BEGIN
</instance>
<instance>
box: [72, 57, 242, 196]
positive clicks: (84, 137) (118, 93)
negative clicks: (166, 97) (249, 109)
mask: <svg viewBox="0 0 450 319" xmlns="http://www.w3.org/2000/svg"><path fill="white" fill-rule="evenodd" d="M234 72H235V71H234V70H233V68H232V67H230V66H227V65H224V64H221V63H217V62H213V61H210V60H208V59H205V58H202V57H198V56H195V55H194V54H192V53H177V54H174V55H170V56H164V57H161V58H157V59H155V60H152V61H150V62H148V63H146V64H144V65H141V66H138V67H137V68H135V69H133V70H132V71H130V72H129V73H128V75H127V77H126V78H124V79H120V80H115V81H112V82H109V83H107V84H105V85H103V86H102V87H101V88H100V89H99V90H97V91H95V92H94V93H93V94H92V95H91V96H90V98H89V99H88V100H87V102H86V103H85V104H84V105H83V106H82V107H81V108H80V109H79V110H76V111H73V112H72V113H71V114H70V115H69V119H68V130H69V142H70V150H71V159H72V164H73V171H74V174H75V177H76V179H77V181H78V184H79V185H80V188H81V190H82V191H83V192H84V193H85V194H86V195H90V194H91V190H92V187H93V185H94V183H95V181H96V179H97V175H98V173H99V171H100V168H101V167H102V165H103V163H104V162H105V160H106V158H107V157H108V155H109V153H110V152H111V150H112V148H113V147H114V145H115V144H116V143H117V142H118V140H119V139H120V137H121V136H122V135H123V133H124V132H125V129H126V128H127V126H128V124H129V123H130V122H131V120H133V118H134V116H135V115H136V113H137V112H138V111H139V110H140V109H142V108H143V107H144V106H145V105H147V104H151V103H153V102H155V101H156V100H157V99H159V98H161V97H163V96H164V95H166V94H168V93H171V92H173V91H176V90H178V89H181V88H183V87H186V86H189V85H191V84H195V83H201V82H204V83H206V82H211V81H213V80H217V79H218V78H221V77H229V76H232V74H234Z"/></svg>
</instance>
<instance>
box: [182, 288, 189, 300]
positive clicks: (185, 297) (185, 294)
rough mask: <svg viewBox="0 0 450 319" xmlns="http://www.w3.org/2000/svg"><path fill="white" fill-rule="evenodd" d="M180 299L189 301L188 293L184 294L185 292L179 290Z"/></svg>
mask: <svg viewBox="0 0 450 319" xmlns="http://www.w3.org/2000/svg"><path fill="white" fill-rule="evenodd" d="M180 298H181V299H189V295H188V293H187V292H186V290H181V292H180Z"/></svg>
END
Starting with the first line of the entries, transcribe every line up to and including the one with "positive clicks: (84, 137) (118, 93)".

</instance>
<instance>
box: [72, 57, 242, 196]
positive clicks: (84, 137) (118, 93)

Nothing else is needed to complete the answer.